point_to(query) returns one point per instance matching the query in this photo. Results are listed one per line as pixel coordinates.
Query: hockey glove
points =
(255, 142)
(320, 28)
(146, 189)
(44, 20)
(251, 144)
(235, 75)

What needs to be done:
Convert every line of the rows above into a JSON list of strings, with one string per line and any blank lines left out.

Completed task:
[
  "point_to(query) returns one point per instance matching the query in this photo. Results are listed one per line as pixel coordinates.",
  "Query: hockey glove",
  "points =",
  "(255, 142)",
  "(320, 28)",
  "(146, 189)",
  "(44, 20)",
  "(251, 144)",
  "(235, 75)"
]